+++ FRAGMENTO DEL TEXTO +++
N. de la R: El texto de esta nota corresponde al inicio de un libro de próxima publicación por café de las ciudades.
1. La aparición de un nuevo modelo de hábitat con la revolución industrial: la ciudad del capitalismo.
Ciudades, o algo similar a ellas, han existido desde el periodo neolítico. Pero eran asentamientos pequeños, incluso en comparación al tamaño de la sociedad agraria a la que prestaban servicios. Eran ciudades donde se apiñaban soldados, funcionarios, cortesanos, comerciantes, sacerdotes, artesanos, etc., pero nunca en proporción superior, en el conjunto de ellas, a más de un sexto de la población del territorio que controlaban. La mayoría de ellas eran ciudades mercado, cuyo tamaño venia condicionado por la campiña circundante y su producción agraria que podía ser transportada y comerciada en la ciudad, permitiendo al campesino volver, normalmente, en el mismo día.
Eran ciudades aisladas en un territorio rural o simplemente vacío, que conformaban cadenas a través de rutas de comunicación, normalmente marítimas o fluviales. Porque esas ciudades no solo vendían manufacturas o servicios a cambio de alimentos, además precisaban importar cosas tales como piedra y madera para edificar, metales para producir utensilios y armamentos, etc. En cualquier caso, eran asentamientos de servicios a un territorio agrario y de tamaño muy pequeño comparado con el de las actuales ciudades.
+++ LISTADO +++
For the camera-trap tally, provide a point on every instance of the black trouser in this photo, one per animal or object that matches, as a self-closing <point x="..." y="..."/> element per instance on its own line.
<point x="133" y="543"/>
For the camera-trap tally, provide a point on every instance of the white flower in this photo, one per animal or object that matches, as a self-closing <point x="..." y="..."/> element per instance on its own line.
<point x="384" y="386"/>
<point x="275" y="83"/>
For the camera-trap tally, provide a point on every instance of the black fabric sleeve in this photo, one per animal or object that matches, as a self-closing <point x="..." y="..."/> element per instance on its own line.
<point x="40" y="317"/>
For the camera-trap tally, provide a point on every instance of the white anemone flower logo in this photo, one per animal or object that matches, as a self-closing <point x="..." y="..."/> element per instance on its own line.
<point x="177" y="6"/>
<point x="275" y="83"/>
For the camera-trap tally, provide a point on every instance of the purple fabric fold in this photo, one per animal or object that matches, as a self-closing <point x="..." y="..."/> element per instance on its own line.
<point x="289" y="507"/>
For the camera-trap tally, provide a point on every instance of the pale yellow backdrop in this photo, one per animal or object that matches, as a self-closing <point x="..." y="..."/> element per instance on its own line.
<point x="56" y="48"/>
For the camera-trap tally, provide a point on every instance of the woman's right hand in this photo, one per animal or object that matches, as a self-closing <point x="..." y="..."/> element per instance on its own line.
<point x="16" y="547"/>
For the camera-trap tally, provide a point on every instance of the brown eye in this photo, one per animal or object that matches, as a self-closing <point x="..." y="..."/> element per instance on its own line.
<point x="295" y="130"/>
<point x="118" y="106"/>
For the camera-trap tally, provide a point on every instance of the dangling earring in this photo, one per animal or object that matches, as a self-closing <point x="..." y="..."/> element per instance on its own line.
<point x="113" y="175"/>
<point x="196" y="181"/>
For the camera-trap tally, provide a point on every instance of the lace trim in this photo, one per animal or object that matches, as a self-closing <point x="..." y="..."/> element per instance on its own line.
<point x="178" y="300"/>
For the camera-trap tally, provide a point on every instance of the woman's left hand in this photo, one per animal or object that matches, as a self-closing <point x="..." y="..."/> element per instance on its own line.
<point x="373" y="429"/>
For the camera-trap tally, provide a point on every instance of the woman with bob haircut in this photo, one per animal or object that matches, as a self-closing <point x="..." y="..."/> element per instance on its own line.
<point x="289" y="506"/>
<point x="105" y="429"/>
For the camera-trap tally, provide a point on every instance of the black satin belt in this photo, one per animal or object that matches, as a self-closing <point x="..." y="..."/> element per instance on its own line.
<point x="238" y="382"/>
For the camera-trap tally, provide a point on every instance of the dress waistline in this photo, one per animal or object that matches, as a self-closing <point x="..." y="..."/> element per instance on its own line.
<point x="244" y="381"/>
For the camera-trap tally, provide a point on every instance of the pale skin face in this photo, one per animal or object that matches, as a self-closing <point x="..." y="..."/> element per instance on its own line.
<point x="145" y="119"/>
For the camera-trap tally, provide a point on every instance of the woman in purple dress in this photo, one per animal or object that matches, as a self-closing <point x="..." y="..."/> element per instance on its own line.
+++
ENUNCIADO 1:
Responde con base en el texto sobre las ciudades antiguas:
(a) ¿Desde qué periodo han existido ciudades o algo similar a ellas?
(b) ¿Qué proporción de la población del territorio nunca llegaron a superar esas ciudades en su conjunto?
(c) ¿Qué tipo de rutas de comunicación unían normalmente a esas ciudades?
ENUNCIADO 2: Prolonga el texto sobre las ciudades antiguas a partir de su última oración.

RESPUESTA 1:
(a) Desde el periodo neolítico.
(b) Un sexto de la población del territorio que controlaban.
(c) Rutas normalmente marítimas o fluviales.

RESPUESTA 2:
A veces se cita con asombro su tamaño, pero la Atenas clásica no pasó de 160.000 habitantes, y la Roma del Imperio de 300.000. ¿Qué pueden tener que ver esas ciudades con modernos asentamientos urbanos como Sao Paulo o Ciudad de México, que albergan más de veinte millones de habitantes, o con las varias decenas de ciudades de más de diez millones que existen en la actualidad?
Puede aducirse que se trata de un simple problema cuantitativo, pero cuando se ahonda en sus características organizativas y en el modo de vida de sus habitantes se descubre que se está hablando de una cosa muy distinta. La ciudad actual, la ciudad producto de la revolución industrial, no solamente es, por vez primera en la Historia, el lugar de producción por excelencia sino que ha impregnado el modo de vida del territorio que la envuelve, que es incapaz de producir los alimentos o energía que precisa y, si se la considerara un organismo vivo, su metabolismo dejaría una huella territorial de varias veces su tamaño.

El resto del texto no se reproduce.